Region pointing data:
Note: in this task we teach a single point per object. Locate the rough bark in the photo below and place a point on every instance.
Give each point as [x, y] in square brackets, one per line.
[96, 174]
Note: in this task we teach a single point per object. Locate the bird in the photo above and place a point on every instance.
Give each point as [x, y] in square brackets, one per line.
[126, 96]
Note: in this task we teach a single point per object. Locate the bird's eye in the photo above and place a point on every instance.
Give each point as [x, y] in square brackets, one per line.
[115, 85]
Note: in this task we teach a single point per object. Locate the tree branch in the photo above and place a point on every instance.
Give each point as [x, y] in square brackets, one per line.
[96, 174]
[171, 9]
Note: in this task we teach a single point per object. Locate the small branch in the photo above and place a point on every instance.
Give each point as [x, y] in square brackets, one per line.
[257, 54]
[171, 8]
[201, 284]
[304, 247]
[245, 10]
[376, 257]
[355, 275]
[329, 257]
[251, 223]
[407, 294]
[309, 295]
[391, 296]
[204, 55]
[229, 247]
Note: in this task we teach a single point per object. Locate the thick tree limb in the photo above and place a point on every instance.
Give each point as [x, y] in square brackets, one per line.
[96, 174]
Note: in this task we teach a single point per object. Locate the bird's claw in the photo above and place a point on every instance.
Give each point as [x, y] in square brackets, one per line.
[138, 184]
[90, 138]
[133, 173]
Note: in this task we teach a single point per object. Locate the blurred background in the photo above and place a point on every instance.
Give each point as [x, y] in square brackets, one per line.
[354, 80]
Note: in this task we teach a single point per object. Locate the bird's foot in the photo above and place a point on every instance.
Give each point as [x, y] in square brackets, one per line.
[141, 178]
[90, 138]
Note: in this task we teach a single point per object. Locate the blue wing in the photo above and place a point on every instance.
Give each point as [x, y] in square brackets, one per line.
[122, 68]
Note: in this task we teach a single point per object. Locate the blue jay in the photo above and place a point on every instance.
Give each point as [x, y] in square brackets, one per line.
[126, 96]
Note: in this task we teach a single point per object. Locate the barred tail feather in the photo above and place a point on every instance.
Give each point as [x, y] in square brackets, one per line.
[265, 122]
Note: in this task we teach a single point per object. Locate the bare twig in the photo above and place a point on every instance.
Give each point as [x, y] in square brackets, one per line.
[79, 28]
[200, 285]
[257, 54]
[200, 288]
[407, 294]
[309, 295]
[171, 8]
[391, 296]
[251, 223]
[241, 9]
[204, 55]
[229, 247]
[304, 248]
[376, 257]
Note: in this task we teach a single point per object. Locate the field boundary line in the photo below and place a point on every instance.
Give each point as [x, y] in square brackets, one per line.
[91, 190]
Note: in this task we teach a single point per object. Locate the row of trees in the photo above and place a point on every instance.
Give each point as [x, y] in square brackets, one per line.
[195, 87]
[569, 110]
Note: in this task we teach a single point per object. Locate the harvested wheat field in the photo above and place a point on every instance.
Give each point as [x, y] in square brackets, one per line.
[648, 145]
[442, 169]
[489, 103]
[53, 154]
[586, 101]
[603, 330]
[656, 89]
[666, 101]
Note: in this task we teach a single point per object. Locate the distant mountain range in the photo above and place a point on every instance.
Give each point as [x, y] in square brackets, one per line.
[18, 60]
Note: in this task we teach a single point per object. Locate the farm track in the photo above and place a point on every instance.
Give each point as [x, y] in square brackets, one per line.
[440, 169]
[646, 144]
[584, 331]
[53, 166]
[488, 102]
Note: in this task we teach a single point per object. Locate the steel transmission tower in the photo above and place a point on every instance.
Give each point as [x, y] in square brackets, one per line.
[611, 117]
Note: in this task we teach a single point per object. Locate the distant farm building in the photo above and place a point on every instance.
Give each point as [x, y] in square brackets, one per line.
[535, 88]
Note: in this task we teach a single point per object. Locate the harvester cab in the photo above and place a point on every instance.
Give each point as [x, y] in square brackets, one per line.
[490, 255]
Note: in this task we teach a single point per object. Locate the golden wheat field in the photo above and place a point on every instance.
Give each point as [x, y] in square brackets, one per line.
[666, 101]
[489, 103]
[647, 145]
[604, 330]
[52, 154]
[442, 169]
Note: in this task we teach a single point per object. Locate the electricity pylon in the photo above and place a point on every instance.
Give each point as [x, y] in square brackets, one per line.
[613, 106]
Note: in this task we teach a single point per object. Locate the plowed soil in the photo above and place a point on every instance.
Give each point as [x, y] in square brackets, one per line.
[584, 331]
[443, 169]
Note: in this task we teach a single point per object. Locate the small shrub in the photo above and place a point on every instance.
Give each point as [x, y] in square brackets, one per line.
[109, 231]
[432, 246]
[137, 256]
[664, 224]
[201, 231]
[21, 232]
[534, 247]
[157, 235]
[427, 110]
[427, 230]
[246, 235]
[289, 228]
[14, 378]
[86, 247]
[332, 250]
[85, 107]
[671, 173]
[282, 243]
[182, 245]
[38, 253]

Work instructions
Above are the records; copy each line from them that includes the string "blue".

Exercise solution
Note: in this task we teach a single point per object. Locate the blue wing in the photo above and place a point on every instance.
Note: in this task we teach a single point per object. Locate the blue jay in the photo above and place a point on every instance.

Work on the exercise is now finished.